* **Given request A**
List the people the passage on conference blogging names as the ones being listened to at the Emergence discussion at ETech.

* **Provided passage**
------------------------------------
"O'Reilly gets it. Well, of course they do. This a terrific example of how a conference organizer can leverage articles about the speakers and coverage by Webloggers via WiFi as the conference is going on. On one page O'Reilly has a couple of sentences and links to such Weblogs as boingboing, raelity bytes, megnut.com and many others. It also has links to articles about the speakers and photos of the conference.
Conference organizers need to see and know about this. It's not rocket science, but not many conferences are doing this. I'm going to make sure the attendees at my WiFi conference for conference organizers know about this. I'm also going to use it as an example in my other conference presentations and as part of my wireless consulting (and I speak around the world about this stuff).
Unfortunately, most conference organizers are clueless about the value of this sort of information."
This is a fantastic idea to implement at library conferences. There are enough librarian bloggers and wireless librarians these days that I can think of no better way to get immediate dissemination of panels and presentations out to the 99% of the profession that can't make it to any given conference. After all, we are in the business of sharing and disseminating information!
"So there I was at ETech, sitting in the back of the Emergence discussion, listening to Rael Dornfest, Cory Doctorow, Clay Shirky, and other extraordinary blogging minds thought about the blogging world.
------------------------------------
* **Provided records**
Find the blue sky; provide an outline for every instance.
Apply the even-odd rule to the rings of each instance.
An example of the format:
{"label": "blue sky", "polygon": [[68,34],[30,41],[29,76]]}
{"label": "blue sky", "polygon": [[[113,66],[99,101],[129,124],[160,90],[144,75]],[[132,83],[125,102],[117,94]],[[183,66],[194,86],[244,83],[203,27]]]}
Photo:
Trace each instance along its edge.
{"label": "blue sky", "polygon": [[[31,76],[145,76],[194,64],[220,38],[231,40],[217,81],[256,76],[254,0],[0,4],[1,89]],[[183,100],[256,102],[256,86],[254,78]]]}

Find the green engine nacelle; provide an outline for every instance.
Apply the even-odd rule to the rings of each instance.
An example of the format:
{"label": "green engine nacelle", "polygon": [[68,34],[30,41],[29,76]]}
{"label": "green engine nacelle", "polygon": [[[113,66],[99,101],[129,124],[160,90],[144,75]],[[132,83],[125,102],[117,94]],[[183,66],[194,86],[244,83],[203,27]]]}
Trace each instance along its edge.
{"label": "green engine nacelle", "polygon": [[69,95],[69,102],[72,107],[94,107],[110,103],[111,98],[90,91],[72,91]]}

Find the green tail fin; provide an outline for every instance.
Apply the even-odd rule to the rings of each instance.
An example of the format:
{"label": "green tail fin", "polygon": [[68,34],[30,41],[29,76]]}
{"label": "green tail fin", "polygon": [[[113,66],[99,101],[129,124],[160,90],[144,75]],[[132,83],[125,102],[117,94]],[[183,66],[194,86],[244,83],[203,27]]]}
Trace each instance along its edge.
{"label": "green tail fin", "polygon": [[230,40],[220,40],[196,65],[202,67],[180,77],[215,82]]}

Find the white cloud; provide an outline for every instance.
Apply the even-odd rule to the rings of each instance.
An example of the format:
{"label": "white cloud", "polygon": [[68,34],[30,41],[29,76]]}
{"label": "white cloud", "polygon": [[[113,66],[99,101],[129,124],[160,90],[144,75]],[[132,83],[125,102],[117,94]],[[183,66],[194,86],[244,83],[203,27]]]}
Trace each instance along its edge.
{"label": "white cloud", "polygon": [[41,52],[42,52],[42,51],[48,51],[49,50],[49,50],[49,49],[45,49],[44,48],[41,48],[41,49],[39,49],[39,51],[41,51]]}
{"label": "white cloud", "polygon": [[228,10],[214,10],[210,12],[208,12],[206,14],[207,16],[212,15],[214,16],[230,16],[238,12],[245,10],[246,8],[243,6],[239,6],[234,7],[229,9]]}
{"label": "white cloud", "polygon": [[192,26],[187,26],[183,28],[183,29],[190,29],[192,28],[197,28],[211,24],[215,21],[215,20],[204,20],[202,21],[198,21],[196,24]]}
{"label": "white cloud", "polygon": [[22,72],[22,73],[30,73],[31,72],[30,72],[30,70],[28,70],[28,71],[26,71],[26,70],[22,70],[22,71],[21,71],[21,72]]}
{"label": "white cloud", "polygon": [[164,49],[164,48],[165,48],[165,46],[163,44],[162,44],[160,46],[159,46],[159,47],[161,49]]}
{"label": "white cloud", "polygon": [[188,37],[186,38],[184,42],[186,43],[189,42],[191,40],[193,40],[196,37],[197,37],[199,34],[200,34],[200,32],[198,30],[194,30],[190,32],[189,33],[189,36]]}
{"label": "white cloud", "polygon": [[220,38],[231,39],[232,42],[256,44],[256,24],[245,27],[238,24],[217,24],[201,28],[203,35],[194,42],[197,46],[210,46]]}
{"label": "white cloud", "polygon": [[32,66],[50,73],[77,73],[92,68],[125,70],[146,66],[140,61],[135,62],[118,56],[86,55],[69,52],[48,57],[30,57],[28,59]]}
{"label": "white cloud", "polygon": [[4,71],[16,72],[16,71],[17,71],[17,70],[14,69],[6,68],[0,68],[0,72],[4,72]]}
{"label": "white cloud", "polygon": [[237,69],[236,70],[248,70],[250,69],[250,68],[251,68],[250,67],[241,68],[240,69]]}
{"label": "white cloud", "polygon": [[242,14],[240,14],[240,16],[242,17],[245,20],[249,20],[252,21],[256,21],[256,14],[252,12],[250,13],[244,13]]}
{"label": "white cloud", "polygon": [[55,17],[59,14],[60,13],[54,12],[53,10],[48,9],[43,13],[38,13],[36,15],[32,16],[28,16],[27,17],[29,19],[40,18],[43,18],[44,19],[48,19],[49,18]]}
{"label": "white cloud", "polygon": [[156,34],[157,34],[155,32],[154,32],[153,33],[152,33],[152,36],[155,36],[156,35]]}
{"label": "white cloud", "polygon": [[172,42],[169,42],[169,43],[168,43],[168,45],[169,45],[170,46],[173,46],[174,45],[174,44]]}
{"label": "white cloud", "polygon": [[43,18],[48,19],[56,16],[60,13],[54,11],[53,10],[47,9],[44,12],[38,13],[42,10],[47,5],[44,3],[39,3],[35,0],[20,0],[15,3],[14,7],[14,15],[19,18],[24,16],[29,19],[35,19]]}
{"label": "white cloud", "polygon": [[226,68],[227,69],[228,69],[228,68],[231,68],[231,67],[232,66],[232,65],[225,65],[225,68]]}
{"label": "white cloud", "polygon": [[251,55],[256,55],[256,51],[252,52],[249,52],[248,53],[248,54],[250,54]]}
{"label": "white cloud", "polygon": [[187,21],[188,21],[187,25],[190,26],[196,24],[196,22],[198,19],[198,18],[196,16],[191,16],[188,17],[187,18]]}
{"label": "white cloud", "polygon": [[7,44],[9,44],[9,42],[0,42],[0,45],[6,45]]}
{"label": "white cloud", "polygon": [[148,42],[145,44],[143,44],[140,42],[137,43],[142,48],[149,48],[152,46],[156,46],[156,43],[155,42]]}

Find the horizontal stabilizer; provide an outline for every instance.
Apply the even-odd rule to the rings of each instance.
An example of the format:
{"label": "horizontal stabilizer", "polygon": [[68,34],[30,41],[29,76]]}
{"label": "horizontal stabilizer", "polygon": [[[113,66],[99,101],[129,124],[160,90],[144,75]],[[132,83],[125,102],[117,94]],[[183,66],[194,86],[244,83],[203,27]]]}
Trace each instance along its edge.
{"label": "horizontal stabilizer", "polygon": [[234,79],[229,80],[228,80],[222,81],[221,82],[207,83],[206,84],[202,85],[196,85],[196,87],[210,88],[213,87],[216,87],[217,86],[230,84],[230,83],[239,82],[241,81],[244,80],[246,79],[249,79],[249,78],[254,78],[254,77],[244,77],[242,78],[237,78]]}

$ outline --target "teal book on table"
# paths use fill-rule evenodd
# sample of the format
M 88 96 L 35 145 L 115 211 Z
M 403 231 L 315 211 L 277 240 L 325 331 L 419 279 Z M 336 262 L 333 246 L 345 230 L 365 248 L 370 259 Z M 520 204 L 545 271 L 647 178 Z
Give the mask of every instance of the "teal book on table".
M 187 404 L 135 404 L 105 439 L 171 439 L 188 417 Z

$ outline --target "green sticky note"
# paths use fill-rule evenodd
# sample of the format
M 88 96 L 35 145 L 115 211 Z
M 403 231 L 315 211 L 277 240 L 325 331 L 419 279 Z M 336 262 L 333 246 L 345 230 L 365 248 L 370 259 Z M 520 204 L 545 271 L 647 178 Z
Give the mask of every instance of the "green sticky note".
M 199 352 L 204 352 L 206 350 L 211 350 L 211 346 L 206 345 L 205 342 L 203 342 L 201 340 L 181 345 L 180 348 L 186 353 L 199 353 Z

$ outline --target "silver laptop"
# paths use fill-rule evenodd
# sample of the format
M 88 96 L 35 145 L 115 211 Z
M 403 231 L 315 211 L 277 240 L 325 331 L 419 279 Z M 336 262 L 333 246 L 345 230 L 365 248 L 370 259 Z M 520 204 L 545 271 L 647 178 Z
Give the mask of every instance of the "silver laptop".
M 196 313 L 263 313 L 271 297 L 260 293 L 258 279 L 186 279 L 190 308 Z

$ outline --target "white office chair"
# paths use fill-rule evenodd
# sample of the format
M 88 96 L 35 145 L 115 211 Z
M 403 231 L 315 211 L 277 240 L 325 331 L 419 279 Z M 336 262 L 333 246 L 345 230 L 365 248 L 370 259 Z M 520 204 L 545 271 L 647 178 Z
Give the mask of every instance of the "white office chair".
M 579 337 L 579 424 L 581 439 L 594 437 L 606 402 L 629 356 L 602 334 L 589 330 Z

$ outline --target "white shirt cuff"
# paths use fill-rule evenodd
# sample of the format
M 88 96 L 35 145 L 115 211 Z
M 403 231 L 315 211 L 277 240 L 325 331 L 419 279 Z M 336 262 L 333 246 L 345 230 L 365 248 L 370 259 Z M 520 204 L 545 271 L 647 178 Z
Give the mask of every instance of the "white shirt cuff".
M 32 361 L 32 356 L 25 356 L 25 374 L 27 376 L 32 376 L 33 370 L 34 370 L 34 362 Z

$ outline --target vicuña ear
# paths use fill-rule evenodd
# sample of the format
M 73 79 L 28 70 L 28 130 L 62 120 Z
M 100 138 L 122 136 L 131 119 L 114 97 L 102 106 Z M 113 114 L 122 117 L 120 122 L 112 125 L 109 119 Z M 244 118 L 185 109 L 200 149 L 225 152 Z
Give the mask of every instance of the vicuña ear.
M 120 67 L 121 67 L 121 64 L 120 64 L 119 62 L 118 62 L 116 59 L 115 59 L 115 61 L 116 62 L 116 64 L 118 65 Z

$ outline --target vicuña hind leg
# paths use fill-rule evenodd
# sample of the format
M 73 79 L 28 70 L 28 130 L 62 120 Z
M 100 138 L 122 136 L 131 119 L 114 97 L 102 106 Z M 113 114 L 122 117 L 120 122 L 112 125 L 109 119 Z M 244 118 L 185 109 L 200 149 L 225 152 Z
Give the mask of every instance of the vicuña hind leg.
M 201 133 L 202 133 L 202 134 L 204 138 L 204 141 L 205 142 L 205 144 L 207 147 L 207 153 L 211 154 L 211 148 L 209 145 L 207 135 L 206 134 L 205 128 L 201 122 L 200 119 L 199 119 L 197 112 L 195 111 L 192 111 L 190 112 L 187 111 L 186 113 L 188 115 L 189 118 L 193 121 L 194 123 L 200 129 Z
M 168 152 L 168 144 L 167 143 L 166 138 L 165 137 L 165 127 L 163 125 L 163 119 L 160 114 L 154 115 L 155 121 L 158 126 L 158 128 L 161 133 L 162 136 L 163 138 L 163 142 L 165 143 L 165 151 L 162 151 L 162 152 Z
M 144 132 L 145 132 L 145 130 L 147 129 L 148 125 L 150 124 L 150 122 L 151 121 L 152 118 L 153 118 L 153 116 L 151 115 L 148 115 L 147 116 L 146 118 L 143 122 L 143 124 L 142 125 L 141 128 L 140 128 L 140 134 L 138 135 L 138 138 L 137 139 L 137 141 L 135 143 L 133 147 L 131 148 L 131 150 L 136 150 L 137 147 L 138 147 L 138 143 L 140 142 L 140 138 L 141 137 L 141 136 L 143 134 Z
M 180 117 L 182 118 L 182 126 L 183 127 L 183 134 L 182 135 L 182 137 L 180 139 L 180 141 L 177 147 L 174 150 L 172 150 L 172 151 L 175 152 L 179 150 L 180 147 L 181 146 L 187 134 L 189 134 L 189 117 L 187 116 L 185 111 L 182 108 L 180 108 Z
------------------------------------
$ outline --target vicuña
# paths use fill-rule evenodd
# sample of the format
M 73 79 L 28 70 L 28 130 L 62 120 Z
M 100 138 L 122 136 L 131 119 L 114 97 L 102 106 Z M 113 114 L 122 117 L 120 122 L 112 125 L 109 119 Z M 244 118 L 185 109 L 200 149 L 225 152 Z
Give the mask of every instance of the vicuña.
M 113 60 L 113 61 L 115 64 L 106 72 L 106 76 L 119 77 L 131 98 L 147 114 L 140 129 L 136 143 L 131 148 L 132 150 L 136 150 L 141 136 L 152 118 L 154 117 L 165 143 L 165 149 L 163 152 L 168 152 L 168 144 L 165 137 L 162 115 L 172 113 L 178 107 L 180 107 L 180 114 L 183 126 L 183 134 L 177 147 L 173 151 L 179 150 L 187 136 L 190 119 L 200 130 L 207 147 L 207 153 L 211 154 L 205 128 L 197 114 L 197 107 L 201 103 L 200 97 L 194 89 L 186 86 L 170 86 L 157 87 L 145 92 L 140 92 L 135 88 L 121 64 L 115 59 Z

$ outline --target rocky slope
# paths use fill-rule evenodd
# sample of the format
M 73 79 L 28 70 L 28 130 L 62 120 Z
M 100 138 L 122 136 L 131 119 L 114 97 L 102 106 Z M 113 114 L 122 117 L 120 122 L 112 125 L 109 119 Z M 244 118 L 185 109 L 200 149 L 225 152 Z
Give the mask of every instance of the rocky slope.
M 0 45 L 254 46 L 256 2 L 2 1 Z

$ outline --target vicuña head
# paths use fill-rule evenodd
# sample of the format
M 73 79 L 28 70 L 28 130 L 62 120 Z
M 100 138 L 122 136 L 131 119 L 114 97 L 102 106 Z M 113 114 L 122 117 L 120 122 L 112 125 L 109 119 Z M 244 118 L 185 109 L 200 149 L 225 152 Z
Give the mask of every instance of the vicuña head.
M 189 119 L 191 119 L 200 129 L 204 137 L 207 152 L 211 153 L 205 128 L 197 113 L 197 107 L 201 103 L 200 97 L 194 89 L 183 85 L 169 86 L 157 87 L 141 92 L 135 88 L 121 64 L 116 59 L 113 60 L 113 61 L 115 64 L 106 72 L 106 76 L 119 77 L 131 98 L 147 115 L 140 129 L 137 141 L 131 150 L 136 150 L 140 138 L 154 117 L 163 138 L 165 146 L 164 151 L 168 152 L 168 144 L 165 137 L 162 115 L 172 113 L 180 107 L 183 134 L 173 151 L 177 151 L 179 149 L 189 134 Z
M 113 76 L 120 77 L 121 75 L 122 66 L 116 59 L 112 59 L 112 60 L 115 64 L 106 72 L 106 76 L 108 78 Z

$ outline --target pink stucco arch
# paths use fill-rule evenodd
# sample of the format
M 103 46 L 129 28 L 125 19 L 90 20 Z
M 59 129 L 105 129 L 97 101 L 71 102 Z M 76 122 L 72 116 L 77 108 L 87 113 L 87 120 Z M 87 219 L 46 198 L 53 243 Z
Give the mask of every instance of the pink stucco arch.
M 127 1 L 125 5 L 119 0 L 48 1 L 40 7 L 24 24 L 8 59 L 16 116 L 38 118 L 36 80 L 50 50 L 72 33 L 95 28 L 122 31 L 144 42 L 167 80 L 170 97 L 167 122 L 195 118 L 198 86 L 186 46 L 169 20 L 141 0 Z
------------------------------------
* **Given request B**
In the entries, reproduce only the part that opens with the line containing "Find the horizontal" and closes with the line containing "M 187 404 L", substituting "each instance" for "every instance" and changing nothing else.

* **Solution A**
Rael Dornfest, Cory Doctorow, Clay Shirky

* **Solution B**
Find the horizontal stabilizer; provide an outline for each instance.
Apply the even-odd rule to the rings of each instance.
An example of the format:
{"label": "horizontal stabilizer", "polygon": [[68,34],[30,41],[29,76]]}
{"label": "horizontal stabilizer", "polygon": [[[113,66],[99,101],[129,124],[160,90],[144,75]],[[132,83],[125,102],[117,94]],[[183,66],[194,86],[244,83],[203,27]]]}
Trace each instance along its edge.
{"label": "horizontal stabilizer", "polygon": [[234,79],[229,80],[228,80],[222,81],[221,82],[207,83],[206,84],[202,85],[196,85],[196,87],[210,88],[213,87],[216,87],[217,86],[230,84],[230,83],[239,82],[241,81],[244,80],[246,79],[249,79],[249,78],[254,78],[254,77],[244,77],[242,78],[237,78]]}

$ outline --target "teal book on table"
# paths use fill-rule evenodd
# sample of the format
M 88 96 L 35 145 L 115 211 Z
M 403 231 L 315 211 L 277 240 L 325 331 L 419 279 Z M 336 262 L 333 246 L 345 230 L 365 248 L 370 259 Z M 520 204 L 545 271 L 647 178 Z
Give the mask of each instance of the "teal book on table".
M 187 404 L 135 404 L 105 439 L 171 439 L 188 417 Z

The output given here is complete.